Begin PAGE

The time within which to suggest amendments to a case-made begins to run from the expiration of the time allowed within which to serve the same, and not from the actual service thereof, and the case-made signed and settled before the expiration of the time to suggest amendments is a nullity.
2. Same — Case-Made — Time for Settling.
Where plaintiff in error is granted 90 days in which to prepare and serve case-made, defendant in error given 10 days thereafter in which to suggest amendments, case-made to be settled on five days' notice; and thereafter, before the expiration of the 90 days, plaintiff in error is granted an extension of 60 days, and the order granting the extension is silent as to the suggestion of amendments or service, the defendant in error is entitled to 10 days from the expiration of the time granted by the order giving the extension.
Error from District Court, Lincoln County; Hal Johnson, Judge.
Action between M.M. Watson and H.G. Shaffner and another. From the judgment, Watson brings error. Dismissed.
Roscoe Cox, for plaintiff in error.
F.A. Rittenhouse, for defendants in error.
This case comes on to be heard upon motion to dismiss appeal filed herein May 16, 1919. The grounds of the motion are that the purported case-made is a nullity for the reason that the same was not settled and signed as required by law; that judgment on the motion for a new trial was entered on the 2nd day of December, 1918, at which time the plaintiff in error was given 90 days in which to make and serve a case-made. Defendants in error were given 10 days thereafter to suggest amendments thereto; said case-made to be settled upon five days' written notice. Prior to the expiration of said 90 days, the plaintiff in error procured an extension of time to make and serve his case-made. The order granting extension was silent as to time in which to suggest amendments, and for notice of settlement.
The order originally made extending the time would expire on the 2nd day of March, 1919; therefore, the defendants in error were entitled to 10 days from that time in which to suggest amendments. When the order was granted on the 27th day of February, 1919, allowing the plaintiff in error an extension of 60 days in which to make and serve the case-made, it being silent as to the time in which amendments should be suggested and for notice of settlement, the defendants in error would be allowed 10 days from the 2nd of May, 1919, in which to suggest amendments.

End PAGE
Begin INFORMATION SHOWN

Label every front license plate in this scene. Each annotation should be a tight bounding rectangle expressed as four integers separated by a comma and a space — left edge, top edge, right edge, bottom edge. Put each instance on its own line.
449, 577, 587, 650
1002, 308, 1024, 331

End INFORMATION SHOWN

#### TASK REQUIREMENTS
Can you write out the passage of the court opinion starting with "Where plaintiff in" and going on through "Hal Johnson, Judge.", word for word?

#### RESULT OF THIS EXERCISE
Where plaintiff in error is granted 90 days in which to prepare and serve case-made, defendant in error given 10 days thereafter in which to suggest amendments, case-made to be settled on five days' notice; and thereafter, before the expiration of the 90 days, plaintiff in error is granted an extension of 60 days, and the order granting the extension is silent as to the suggestion of amendments or service, the defendant in error is entitled to 10 days from the expiration of the time granted by the order giving the extension.
Error from District Court, Lincoln County; Hal Johnson, Judge.